No meu copo 339 - Esporão Reserva 1999; Esporão, Petit Verdot 2008

Em mais um encontro dos comensais do costume, que realizámos em memória do amigo que perdemos recentemente, aproveitámos para abrir duas garrafas de vinho da Herdade do Esporão com quase 20 anos a separá-las.

Começámos por uma garrafa que tinha sido adquirida em grupo aquando da visita que fizemos à herdade, na altura uma novidade no portefólio da empresa e que muita curiosidade nos despertou. Trata-se dum exemplar de Petit Verdot 2008, dentro da nova versão dos monocastas, com novos rótulos e novos preços, que tivemos oportunidade de conhecer na sala de provas da herdade e que na ocasião nos pareceu merecedor duma nova, mais cuidada e mais demorada apreciação.

Enquanto eu tratava dos bifes na cozinha, com o molho à minha moda, os outros comensais trataram de começar a consumir a garrafa (uns bandalhos, é o que eles são – tivesse eu fritado mais os bifes e já só lhe via o fundo...), que fez o pleno de elogios por parte dos 7 comensais presentes. Não se esperava aquela complexidade de um vinho monocasta, que mostrou um excelente nariz, com algumas notas violáceas (também na cor), madeira quanto baste sem marcar demasiado o vinho, taninos firmes e poderosos mas sem se tornarem agressivos. Mostrou bom potencial de envelhecimento em garrafa, mas já se apresentou em excelente momento para ser bebido. Não há dúvida de que, a nível de monocastas, o Esporão, que no início da década de 90 foi um dos produtores pioneiros na matéria em Portugal, continua a marcar pontos. Pena é que o reposicionamento da gama a nível de preços tenha atirado estes exemplares para valores perto do proibitivo, porque mesmo se a qualidade continua lá, o custo parece já não justificar o dispêndio, pelo menos com a mesma frequência. Estamos a falar, em números redondos, numa duplicação do preço... Agora custam cerca de 50% mais do que a marca principal da casa...
________________________________________
PEDIDO ESCRITO A:
Responda às seguintes perguntas com base no excerto sobre os vinhos do Esporão:
(i) Em memória de quem foi realizado o encontro?
(ii) Em que circunstância foi adquirida a garrafa de Petit Verdot 2008?
(iii) Quantos comensais estiveram presentes?
PEDIDO ESCRITO B: Prossiga a redação do excerto sobre os vinhos do Esporão a partir da última frase apresentada.
Os dados constituem material independente do excerto.

(Registos)
________________________________________
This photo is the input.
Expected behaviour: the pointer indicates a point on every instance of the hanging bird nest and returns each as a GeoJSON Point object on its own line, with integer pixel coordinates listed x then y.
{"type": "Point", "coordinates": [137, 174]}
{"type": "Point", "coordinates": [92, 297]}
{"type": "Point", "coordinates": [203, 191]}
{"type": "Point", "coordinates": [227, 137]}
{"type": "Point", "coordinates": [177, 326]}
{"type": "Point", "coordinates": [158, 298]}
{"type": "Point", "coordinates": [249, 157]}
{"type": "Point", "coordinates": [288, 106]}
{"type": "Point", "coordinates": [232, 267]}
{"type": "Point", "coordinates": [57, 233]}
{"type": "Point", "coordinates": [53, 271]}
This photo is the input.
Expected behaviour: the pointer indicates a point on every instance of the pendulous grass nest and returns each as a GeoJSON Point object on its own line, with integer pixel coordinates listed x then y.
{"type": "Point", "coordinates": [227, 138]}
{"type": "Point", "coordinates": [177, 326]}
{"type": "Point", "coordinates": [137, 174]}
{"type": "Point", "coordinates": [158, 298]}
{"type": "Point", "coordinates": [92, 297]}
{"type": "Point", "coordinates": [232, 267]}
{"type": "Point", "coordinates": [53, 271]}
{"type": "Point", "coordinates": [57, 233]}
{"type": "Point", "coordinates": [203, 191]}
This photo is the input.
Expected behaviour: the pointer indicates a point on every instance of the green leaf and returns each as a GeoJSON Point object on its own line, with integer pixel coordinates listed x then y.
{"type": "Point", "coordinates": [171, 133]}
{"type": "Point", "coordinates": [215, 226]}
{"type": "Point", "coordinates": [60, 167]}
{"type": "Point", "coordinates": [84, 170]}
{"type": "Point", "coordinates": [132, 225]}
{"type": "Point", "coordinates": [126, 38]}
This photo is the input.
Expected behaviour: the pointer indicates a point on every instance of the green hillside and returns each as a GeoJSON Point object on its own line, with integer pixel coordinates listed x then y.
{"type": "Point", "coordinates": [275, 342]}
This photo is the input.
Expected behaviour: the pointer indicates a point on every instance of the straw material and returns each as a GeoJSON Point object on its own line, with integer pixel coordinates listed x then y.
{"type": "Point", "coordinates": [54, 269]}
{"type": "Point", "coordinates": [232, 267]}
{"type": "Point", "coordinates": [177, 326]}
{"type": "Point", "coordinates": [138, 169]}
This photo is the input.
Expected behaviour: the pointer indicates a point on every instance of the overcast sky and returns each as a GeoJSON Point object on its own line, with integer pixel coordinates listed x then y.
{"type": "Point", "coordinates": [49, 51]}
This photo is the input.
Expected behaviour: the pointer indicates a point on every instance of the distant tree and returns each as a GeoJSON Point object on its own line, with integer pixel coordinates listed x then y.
________________________________________
RESPOSTA ESCRITA A:
(i) Em memória de um amigo que o grupo perdera recentemente.
(ii) Foi adquirida em grupo, aquando da visita à herdade.
(iii) Estiveram presentes 7 comensais.

RESPOSTA ESCRITA B:
Em complemento a este monocasta, alinharam duas colheitas dessa marca, o Reserva. A primeira garrafa poderá (ou não) ser aquela que foi recusada no mercado dos EUA devido ao seu rótulo, que apresenta a figura de um árabe. Na colheita de 1999 um rótulo destes foi rejeitado no mercado americano, o que obrigou a empresa a recolher todas as garrafas e reenviá-las com outro rótulo. A verdade é que, em função disso, a garrafa com o dito rótulo passou a ser uma preciosidade porque se tornou rara. A dúvida era se eu teria em casa uma preciosidade que poderia valer alguns milhares. Mas entre ficar à espera de saber ou beber o líquido que a mesma continha, optei pela segunda hipótese. E fiz bem, porque o vinho estava excelente.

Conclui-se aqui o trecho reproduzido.